*Your task:*
Your task is to repeat all of the material exactly.

==================================================

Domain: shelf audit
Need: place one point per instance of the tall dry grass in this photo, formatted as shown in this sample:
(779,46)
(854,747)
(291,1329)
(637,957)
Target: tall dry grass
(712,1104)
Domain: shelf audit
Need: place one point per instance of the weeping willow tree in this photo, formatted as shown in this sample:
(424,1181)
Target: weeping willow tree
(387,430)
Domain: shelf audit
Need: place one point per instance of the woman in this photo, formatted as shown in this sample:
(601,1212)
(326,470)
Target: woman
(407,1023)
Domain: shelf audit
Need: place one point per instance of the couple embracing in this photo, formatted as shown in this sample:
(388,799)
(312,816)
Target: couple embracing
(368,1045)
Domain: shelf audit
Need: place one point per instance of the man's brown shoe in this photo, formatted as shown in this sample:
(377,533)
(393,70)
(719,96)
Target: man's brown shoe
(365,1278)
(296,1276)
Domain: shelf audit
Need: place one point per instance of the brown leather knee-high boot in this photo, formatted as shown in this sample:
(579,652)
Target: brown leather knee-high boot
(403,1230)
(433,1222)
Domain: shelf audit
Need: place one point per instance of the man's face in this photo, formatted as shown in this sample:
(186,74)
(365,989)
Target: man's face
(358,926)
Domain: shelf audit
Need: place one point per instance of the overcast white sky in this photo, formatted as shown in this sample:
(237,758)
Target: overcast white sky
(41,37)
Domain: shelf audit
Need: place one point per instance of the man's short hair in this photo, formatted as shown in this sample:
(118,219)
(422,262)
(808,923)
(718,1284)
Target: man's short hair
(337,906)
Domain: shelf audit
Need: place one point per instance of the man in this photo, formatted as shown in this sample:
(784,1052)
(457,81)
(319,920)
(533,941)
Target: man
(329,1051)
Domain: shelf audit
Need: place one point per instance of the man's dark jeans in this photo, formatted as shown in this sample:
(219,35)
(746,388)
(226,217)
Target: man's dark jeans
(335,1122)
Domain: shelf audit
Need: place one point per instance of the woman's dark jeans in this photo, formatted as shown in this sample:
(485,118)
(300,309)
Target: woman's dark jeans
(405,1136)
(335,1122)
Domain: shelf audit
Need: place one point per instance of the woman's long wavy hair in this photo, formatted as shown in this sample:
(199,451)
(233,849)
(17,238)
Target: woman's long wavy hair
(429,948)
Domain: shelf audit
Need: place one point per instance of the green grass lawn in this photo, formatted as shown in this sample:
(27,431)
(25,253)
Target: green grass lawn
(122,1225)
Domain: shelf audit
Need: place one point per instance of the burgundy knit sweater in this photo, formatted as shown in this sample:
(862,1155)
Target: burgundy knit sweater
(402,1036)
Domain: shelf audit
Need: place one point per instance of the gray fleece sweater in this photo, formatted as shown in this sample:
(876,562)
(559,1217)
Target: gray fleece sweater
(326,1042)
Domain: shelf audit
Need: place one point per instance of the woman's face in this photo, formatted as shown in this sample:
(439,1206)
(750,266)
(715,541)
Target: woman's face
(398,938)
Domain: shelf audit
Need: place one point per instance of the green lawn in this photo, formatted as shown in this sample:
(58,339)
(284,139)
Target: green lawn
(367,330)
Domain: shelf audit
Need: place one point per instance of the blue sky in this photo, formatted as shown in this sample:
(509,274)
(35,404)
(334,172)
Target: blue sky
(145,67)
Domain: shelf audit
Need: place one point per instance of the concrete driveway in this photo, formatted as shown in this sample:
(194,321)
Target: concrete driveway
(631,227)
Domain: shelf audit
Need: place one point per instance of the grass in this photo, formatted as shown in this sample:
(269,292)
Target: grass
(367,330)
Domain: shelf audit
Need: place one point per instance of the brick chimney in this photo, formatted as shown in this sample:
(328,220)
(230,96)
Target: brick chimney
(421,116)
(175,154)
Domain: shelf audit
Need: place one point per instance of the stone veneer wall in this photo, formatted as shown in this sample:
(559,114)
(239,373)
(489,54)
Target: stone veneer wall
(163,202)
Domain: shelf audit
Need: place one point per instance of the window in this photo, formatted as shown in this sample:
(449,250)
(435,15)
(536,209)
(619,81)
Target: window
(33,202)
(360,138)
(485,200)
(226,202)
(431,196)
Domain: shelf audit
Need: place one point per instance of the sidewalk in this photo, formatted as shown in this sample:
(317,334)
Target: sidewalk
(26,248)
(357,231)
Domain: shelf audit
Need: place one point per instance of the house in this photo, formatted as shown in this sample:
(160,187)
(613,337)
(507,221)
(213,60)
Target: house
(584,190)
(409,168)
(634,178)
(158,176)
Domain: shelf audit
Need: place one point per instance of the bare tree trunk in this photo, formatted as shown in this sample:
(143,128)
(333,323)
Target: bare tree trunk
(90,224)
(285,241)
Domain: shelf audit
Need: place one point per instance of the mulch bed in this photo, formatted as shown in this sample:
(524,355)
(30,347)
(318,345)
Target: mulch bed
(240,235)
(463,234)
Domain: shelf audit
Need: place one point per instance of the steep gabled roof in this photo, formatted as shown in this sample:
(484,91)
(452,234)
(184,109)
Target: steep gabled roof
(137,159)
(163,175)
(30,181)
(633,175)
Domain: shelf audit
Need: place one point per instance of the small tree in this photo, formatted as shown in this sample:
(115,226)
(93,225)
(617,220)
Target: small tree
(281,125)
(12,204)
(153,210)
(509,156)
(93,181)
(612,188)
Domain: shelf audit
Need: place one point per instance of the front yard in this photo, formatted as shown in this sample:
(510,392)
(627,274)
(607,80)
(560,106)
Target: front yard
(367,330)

==================================================

*Task answer:*
Domain: shelf audit
Need: place one point per instance of the tall dry grass in this photo, formatted as shown in this sample:
(779,46)
(854,747)
(291,1329)
(637,957)
Target: tall dry grass
(712,1104)
Domain: shelf audit
Need: place one point per instance of the weeping willow tree in this photo, formatted as shown in this sample:
(424,1181)
Target: weeping willow tree
(387,430)
Domain: shelf audit
Need: place one point per instance of the woman in this photo, formatted as shown in this sample:
(601,1212)
(326,470)
Target: woman
(407,1023)
Domain: shelf audit
Need: place one point per instance of the couple embracing in this photo, formatted as shown in this sample:
(388,799)
(312,816)
Target: couple embracing
(368,1045)
Domain: shelf audit
Need: place one point per instance of the man's brown shoe in this photo, formatted as shown in this sample:
(377,533)
(393,70)
(719,96)
Target: man's brown shoe
(365,1278)
(296,1276)
Domain: shelf audit
Need: place one point per instance of the brown leather knee-high boot in this photo, formatted as shown in this sample:
(579,652)
Target: brown leather knee-high boot
(403,1230)
(433,1222)
Domain: shelf audit
Need: place one point per instance of the man's face in this photo, formatted as shown in this sample:
(186,74)
(365,989)
Target: man's face
(358,926)
Domain: shelf audit
Need: place one point per instance of the overcast white sky in this photo, formatted as shown in this sample:
(237,758)
Target: overcast white sky
(41,37)
Domain: shelf audit
Need: place one point per instance of the man's short hair in this photo, formatted as shown in this sample:
(118,219)
(422,262)
(808,923)
(718,1284)
Target: man's short hair
(337,906)
Domain: shelf audit
Need: place one point per instance of the man in this photo, formatted as shown in this sample:
(784,1052)
(457,81)
(319,920)
(533,941)
Target: man
(329,1051)
Domain: shelf audit
Need: place one point per instance of the man's dark jeans in this photo, formatted as shown in this sample:
(219,35)
(746,388)
(226,217)
Target: man's dark jeans
(335,1122)
Domain: shelf audit
Need: place one point per instance of the woman's dark jeans in this photo, formatted as shown in this sample:
(485,118)
(300,309)
Target: woman's dark jeans
(405,1136)
(335,1122)
Domain: shelf audit
Need: place one point per instance of the woman's long wavy hair in this photo, formatted as shown in this sample:
(199,451)
(233,849)
(17,238)
Target: woman's long wavy hair
(429,948)
Domain: shelf audit
Need: place one point per instance of the green grass lawn in this photo, formatted as shown in this sample:
(27,431)
(25,253)
Target: green grass lawn
(122,1225)
Domain: shelf audit
Need: place one point per instance of the burgundy knit sweater in this photo, formatted as shown in this sample:
(862,1155)
Target: burgundy knit sweater
(402,1036)
Domain: shelf audit
Need: place one point per instance of the gray fleece sweater in this photo, formatted as shown in this sample:
(876,562)
(559,1217)
Target: gray fleece sweater
(326,1042)
Domain: shelf audit
Need: place one point per instance of the woman's face in this photo, formatted as shown in this sample:
(439,1206)
(750,266)
(715,541)
Target: woman's face
(398,938)
Domain: shelf audit
Need: place one point per instance of the green lawn in this photo, formatted as shown in this sample:
(58,339)
(284,139)
Target: green lawn
(367,330)
Domain: shelf audit
Need: place one point per instance of the blue sky in this photo, formatted as shown in this sample:
(509,274)
(35,404)
(334,172)
Target: blue sky
(145,67)
Domain: shelf audit
Need: place one point per instance of the concrete driveway in this photo, formatted as shown in this sample:
(194,321)
Target: concrete driveway
(631,227)
Domain: shelf audit
Need: place one point per instance of the grass in this photo, formatted as shown in this sample:
(269,292)
Target: grass
(367,330)
Domain: shelf audit
Need: place one point per instance of the brick chimney in this photo, formatted as shown in this sample:
(328,220)
(230,96)
Target: brick chimney
(421,116)
(175,154)
Domain: shelf audit
Need: place one point per instance of the stone veneer wall in this photo, formatted as shown in this sample:
(559,114)
(239,373)
(489,54)
Target: stone veneer wall
(163,202)
Domain: shelf audit
Need: place one point per instance of the window in this photo, formatted as shown in this sample:
(449,250)
(435,15)
(536,209)
(619,81)
Target: window
(33,202)
(360,138)
(485,200)
(226,202)
(431,196)
Domain: shelf audit
Need: place one point per instance of the sidewalk in this photo, formatted as shown in this sample:
(317,334)
Target: sidewalk
(26,248)
(357,231)
Domain: shelf audit
Need: place one point per instance of the house in this photo, formatted as shown in this sample:
(160,187)
(613,337)
(507,221)
(213,60)
Target: house
(584,190)
(409,168)
(634,178)
(158,176)
Domain: shelf audit
Need: place one point per instance of the bare tree trunk in this photo, formatted as shown in this sample:
(143,128)
(333,323)
Target: bare tree trunk
(90,224)
(285,241)
Domain: shelf audit
Need: place one point per instance of the mulch bed in this photo, formatted as shown in this sample:
(524,355)
(30,347)
(318,345)
Target: mulch bed
(240,235)
(463,234)
Domain: shelf audit
Need: place one point per instance of the steep gabled roof in this photo, formatted as shown in this sample:
(484,91)
(452,234)
(184,109)
Target: steep gabled roof
(137,159)
(163,175)
(30,181)
(633,175)
Domain: shelf audit
Need: place one point per instance of the small tree in this photo, formatted as shown in this sample:
(115,226)
(93,225)
(617,220)
Target: small tree
(281,125)
(12,204)
(153,210)
(509,156)
(93,181)
(612,188)
Domain: shelf audit
Need: place one point per instance of the front yard in this photo, formatted as shown in this sample:
(510,392)
(627,274)
(607,80)
(560,106)
Target: front yard
(367,330)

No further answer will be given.